**Set exercise**
Find every line in the records that contains the string "opening" and copy each of those lines.

++++ Excerpted data

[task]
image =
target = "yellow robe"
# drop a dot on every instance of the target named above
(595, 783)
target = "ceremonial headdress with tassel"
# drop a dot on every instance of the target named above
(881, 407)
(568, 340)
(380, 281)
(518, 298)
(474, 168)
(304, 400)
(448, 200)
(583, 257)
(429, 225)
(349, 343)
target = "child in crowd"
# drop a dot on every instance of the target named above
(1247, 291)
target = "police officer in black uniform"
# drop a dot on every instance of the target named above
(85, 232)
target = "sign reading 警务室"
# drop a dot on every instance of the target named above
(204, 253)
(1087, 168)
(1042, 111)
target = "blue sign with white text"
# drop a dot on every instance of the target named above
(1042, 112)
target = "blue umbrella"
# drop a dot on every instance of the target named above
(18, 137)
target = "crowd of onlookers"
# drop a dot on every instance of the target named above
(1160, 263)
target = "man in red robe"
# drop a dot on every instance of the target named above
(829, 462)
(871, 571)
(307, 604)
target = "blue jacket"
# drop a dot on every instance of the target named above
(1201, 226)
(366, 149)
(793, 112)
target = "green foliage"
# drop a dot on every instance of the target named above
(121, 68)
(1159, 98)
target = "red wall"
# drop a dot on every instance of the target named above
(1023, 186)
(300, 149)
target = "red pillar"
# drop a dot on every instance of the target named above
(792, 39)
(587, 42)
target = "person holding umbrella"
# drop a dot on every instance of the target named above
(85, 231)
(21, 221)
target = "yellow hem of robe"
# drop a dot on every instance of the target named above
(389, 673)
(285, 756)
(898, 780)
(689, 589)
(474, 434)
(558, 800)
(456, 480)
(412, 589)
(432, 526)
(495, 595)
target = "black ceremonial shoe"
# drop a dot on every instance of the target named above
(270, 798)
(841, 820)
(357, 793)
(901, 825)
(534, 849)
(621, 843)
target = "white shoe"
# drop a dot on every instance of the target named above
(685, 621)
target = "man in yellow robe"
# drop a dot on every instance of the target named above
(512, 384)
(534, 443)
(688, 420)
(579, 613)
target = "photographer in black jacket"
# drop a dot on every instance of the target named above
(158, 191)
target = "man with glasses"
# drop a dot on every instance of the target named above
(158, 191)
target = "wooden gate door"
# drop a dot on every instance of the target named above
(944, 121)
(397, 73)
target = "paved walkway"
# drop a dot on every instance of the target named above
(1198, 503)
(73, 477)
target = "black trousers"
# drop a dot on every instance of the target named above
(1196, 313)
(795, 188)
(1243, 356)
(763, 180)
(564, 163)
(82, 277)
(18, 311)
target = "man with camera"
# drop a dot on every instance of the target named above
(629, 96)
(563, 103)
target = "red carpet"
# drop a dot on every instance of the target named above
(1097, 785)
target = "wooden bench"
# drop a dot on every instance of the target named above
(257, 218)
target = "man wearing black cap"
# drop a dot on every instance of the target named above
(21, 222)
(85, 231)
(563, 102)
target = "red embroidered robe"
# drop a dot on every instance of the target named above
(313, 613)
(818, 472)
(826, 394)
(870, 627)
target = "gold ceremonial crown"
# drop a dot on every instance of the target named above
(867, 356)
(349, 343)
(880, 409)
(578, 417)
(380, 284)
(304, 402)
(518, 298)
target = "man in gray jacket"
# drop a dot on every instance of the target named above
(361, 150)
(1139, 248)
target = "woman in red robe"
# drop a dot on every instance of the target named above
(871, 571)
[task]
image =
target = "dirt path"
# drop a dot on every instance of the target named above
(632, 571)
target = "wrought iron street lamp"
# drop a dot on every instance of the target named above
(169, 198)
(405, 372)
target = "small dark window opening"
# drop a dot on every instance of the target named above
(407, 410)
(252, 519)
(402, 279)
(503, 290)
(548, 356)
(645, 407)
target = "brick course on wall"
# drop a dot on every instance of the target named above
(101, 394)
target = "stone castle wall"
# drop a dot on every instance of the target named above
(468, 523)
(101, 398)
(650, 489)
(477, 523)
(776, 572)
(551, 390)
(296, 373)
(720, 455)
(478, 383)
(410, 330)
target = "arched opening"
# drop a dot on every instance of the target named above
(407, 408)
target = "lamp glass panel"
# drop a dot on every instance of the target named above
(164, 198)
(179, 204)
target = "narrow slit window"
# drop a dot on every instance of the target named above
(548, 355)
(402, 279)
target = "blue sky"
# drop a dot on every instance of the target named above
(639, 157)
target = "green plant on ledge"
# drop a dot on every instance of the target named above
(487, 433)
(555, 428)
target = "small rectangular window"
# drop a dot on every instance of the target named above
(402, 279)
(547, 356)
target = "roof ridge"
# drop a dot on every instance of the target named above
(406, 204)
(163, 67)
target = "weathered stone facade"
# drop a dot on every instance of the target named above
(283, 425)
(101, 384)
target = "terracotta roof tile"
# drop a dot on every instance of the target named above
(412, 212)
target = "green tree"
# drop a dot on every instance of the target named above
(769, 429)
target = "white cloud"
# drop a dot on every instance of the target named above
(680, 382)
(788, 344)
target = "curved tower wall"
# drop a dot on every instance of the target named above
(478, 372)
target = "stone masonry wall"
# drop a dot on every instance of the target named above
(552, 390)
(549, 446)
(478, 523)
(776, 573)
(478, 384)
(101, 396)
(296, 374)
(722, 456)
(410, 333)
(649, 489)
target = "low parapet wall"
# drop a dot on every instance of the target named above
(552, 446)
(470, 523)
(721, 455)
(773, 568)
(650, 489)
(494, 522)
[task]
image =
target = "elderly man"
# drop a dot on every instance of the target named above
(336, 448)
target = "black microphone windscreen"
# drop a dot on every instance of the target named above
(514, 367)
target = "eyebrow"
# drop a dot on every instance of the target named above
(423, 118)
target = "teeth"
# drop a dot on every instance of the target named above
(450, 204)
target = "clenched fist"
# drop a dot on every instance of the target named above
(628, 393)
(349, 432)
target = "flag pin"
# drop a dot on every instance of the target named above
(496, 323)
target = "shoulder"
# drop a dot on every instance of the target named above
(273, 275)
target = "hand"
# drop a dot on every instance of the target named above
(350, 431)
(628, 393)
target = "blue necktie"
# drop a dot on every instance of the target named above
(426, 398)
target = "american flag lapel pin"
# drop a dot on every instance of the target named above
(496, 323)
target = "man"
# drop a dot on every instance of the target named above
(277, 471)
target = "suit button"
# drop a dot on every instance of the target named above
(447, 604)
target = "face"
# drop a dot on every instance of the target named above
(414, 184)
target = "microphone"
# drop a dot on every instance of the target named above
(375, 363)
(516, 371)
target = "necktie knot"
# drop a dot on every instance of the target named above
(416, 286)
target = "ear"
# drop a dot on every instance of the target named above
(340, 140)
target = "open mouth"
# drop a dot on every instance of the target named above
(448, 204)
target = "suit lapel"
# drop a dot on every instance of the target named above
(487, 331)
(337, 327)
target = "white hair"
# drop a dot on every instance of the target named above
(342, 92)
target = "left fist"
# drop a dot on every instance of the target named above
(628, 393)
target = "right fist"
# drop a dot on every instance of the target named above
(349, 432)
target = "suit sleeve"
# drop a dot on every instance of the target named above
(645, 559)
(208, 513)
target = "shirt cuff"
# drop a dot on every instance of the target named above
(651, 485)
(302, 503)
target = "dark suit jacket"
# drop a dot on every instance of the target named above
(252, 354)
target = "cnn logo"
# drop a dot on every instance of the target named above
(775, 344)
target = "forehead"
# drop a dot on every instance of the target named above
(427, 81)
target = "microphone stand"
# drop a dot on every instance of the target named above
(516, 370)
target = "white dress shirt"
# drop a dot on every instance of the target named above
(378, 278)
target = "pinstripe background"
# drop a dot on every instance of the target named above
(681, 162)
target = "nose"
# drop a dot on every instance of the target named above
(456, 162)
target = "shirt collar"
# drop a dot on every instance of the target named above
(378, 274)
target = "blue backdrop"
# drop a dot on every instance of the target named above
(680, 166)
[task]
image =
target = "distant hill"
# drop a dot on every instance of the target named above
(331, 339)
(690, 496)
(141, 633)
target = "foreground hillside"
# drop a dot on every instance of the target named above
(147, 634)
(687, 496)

++++++++

**Task result**
target = "small dark window opening"
target = "arched opening"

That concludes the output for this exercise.